● WHAT THE EXERCISE ASKS
Rewrite the listing from the line containing "For the evaluation set, tag each instance of the shirt" through the end of the listing, changing every "player's" to "athlete's" and leaving everything else the same.

● SUPPLIED RECORDS
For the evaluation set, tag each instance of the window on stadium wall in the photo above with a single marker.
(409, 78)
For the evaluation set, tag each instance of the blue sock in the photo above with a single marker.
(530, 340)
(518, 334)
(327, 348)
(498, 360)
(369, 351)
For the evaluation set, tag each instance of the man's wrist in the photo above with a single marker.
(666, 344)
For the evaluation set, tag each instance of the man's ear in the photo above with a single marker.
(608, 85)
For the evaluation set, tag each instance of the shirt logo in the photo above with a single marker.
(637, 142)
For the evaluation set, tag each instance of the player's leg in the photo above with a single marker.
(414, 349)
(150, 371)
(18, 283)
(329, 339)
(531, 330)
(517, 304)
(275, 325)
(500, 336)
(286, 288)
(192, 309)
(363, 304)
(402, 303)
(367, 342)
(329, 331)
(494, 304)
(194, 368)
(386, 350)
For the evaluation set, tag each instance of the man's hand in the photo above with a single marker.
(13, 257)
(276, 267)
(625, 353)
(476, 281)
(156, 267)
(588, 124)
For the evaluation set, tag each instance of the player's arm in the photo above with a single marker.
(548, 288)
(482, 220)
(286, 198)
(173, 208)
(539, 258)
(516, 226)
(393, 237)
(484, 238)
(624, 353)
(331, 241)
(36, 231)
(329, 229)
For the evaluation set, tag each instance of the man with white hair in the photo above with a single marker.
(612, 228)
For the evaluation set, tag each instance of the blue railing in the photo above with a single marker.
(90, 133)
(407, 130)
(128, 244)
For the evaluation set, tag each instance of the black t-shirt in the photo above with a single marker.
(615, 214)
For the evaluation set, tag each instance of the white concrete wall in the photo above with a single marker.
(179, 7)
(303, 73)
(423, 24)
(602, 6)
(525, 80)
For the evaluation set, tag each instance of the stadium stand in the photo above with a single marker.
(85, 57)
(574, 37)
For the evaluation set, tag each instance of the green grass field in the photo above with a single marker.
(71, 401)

● ANSWER BELOW
For the evaluation set, tag each instance of the shirt logo in the photo above with a single marker.
(637, 142)
For the evaluation set, tag each instance of the athlete's leg in the photo above with a single marker.
(414, 349)
(150, 371)
(18, 283)
(329, 339)
(531, 330)
(517, 304)
(275, 325)
(500, 336)
(286, 288)
(192, 309)
(363, 304)
(402, 303)
(367, 342)
(329, 331)
(494, 304)
(194, 368)
(386, 350)
For the evaluation set, tag each instance of the man's hand in the photo above with a single marker.
(13, 257)
(276, 267)
(625, 353)
(476, 281)
(156, 267)
(588, 124)
For the evaluation set, tag each instance of the athlete's arm in the photo above with a single marker.
(548, 288)
(482, 220)
(286, 198)
(173, 208)
(539, 258)
(516, 226)
(393, 237)
(484, 238)
(624, 353)
(331, 241)
(36, 231)
(329, 229)
For the evaluation set, tag each instance of the man with white hair in the photo above with a single marker.
(612, 228)
For the evaluation set, tag each instance of the blue railing in the photo above with a single marker.
(90, 133)
(407, 130)
(128, 244)
For the evaluation set, tag each instance of the black t-shirt in the photo above with a single marker.
(615, 214)
For the evaluation set, tag each instance of the white concrete wall in the photo above with a single marker.
(179, 7)
(303, 73)
(423, 24)
(602, 6)
(525, 80)
For the evaluation set, tag each instance of the stadium stand in the photo above with a single marker.
(85, 57)
(574, 37)
For the evaluation set, tag each instance of the green grass field in the photo above with a single marker.
(71, 401)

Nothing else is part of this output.